:: Try it ::
Word for word, set down the records and skip each picture.

Point-per-instance localization data
▶

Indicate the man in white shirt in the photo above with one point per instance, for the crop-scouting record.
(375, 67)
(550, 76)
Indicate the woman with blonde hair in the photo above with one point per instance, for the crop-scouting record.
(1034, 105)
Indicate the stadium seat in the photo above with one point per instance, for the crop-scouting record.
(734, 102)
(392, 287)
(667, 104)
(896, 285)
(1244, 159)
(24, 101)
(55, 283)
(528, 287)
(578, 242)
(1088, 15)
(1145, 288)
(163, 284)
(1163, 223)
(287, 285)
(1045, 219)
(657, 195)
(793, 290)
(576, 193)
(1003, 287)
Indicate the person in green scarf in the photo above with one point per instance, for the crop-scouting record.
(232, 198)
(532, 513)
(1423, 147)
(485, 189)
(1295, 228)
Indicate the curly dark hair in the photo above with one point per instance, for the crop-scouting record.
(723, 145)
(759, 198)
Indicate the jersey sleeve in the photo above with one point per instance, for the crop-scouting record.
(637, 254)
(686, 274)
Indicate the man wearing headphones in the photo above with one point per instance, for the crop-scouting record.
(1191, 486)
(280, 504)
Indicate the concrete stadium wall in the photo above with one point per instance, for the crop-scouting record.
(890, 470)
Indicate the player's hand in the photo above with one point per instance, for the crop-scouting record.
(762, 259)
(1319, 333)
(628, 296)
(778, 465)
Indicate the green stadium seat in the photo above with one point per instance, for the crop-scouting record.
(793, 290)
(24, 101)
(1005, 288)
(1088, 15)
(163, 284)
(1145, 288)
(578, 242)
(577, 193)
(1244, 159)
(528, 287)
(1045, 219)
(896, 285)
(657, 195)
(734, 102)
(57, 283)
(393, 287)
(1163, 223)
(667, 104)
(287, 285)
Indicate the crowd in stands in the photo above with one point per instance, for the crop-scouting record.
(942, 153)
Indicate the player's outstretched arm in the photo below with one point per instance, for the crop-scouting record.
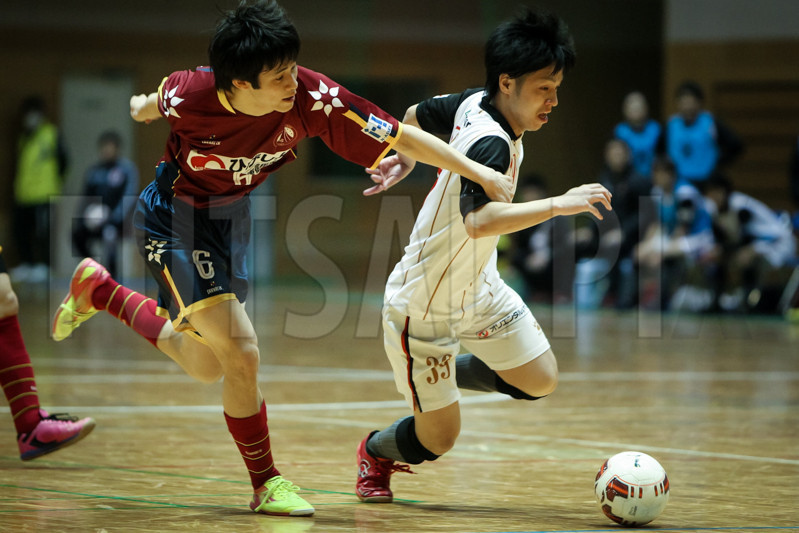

◀

:: Result of the exercise ::
Indicate the man in white shirt in the photo above with one point per instance, for the crop-scouting record.
(375, 67)
(550, 76)
Indicate the woman with blonde hair in the photo above with one point per instance, for the crop-scouting record.
(1034, 105)
Indicate the stadium seat in the photo above with one point per instance, for the crop-scouting record.
(734, 102)
(392, 287)
(667, 104)
(896, 285)
(1244, 159)
(24, 101)
(55, 283)
(528, 287)
(578, 242)
(1088, 15)
(1145, 288)
(163, 284)
(1163, 223)
(287, 285)
(1045, 219)
(657, 195)
(793, 290)
(576, 193)
(1003, 287)
Indicate the person in green scarf in the photo above with one point per instance, for the crop-scouting record.
(232, 198)
(532, 513)
(1423, 147)
(485, 189)
(1295, 228)
Indicate the curly dark hair in the photo above with one point per instance, for the crop-scouting record.
(723, 145)
(759, 198)
Indicate the jersey sleeve in the photo above with one point per instance, for the crop-scouting record.
(637, 254)
(686, 274)
Indicate the man wearing headphones in the photo above with one point per instance, for the crop-scouting record.
(1191, 486)
(280, 504)
Indicate the concrete stadium wall in the photo above with one point per instance, for the crop-scouting record.
(890, 470)
Indicate the player's hand in the photo above with one point per instance, for the crop-scouting record.
(762, 259)
(1319, 333)
(628, 296)
(778, 465)
Indicate the green stadium seat in the photo above with one point per instance, for the crop-scouting record.
(793, 290)
(24, 101)
(1005, 288)
(1088, 15)
(163, 284)
(1145, 288)
(578, 242)
(577, 193)
(1244, 159)
(528, 287)
(1045, 219)
(896, 285)
(657, 195)
(734, 102)
(57, 283)
(393, 287)
(1163, 223)
(667, 104)
(287, 285)
Indicate the crowd in stands in the photo above with one point per instance, for the crop-scouting record.
(942, 153)
Indicate the player's outstretched arm in the photo below with one point per instance, for the crop-scouting record.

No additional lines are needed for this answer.